-- Extracted text follows --

Yet, recently the distinction between academic freedom and free speech has become blurred. Administrators looking to promote civility on campus have offered the metaphor of the “marketplace of ideas” to encourage tolerance of diverse points of view both inside and outside the classroom. Although there are many different ways of pursuing truth, the marketplace is not one of them. Leaving the test of the validity of knowledge to the market abdicates academic responsibility and, indeed, subsumes what counts as knowledge to other tests of its acceptability—these days those are especially political tests. . . .

. . . there is a wholesale attack under way on the academy that has now taken the form of the defense of free speech. The attack antedates the Trump administration by many years, but it has intensified since his election. . . . The conflation of free speech and academic freedom is symptomatic of a more general process of privatization in which individual rights substitute for a notion of the common good. . . .

. . . I am suggesting that the conflation of free speech and academic freedom, with its emphasis on individual rights, is about the individualizing of education, and the denial of its importance as a collective enterprise for producing and transmitting the knowledge that sustains the common good. . . .

All the noise about free speech on campus works to silence critics of these large structural developments; it is one more weapon in the campaign to erode public faith in the mission of higher education. There are other weapons as well: those that have tied increased tuition and student debt to mismanagement and fraud, to the notion that universities are responsible for social inequality, and to the representation of faculty as elitists, sheltered from public accountability by the dubious claim of academic freedom. Another, even more insidious eroding of the image of higher education, indeed of education in general, is Trump’s celebration of mediocrity—if not of know-nothingness—as a national virtue, embodied in the appointment of cabinet secretaries, judges, and heads of agencies who know nothing of the work for which they are presumed to be responsible. The degradation of the very notion of expertise and the knowledge upon which it based has everything to do with the abandonment of the idea of the common good. . . .

-- Extracted text concluded --
-- Data under study follows --

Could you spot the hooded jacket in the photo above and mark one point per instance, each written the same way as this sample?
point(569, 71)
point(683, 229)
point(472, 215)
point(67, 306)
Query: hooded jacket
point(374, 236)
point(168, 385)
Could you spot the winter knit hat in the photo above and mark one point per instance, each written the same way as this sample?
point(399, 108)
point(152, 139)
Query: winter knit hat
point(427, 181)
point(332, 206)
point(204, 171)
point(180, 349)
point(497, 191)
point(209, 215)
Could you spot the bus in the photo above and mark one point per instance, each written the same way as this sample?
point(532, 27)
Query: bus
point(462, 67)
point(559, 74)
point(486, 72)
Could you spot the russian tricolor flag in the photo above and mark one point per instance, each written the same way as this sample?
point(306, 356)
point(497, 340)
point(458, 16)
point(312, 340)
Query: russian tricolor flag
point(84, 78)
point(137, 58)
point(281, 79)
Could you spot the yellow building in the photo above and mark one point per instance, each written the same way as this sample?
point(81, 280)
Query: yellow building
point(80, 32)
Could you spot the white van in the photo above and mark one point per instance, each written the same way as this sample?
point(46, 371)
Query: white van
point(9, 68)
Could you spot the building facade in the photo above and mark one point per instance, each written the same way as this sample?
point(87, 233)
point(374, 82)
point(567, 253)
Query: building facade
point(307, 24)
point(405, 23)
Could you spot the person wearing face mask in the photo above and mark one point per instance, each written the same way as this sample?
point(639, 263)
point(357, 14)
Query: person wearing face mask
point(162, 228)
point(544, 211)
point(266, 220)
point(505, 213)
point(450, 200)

-- Data under study concluded --

Task directions =
Extend the excerpt on academic freedom and free speech, picking up right after its final sentence. The records are separate material, unrelated to the excerpt on academic freedom and free speech.

Task answer =
To defend academic freedom is to defend the production and transmission of knowledge—the pursuit of truth—as a necessarily critical, open, unending process conducted with a certain discipline and rigor. John Dewey maintained that academic freedom must protect scholars whose work challenged “habits and modes of life to which people have accustomed themselves and with which the worth of life is bound up.” Critique is implicit in that comment. . . . But it’s not enough anymore to praise critical thinking as the teaching mission of the university and to call for academic freedom to protect it. We need to be defending the covenant upon which academic freedom rests: the importance of knowledge for the common good. Academic freedom is, after all, the privilege and protection afforded to scholars whose critical research and teaching lead to better and more just policies and laws, and to the training of a democratic citizenry able to know the difference between charlatans and serious leaders. The fight for academic freedom, therefore, cannot take place on the grounds of that freedom alone; without a concept of the common good, as Dewey and his fellow Progressives articulated it, academic freedom will not survive.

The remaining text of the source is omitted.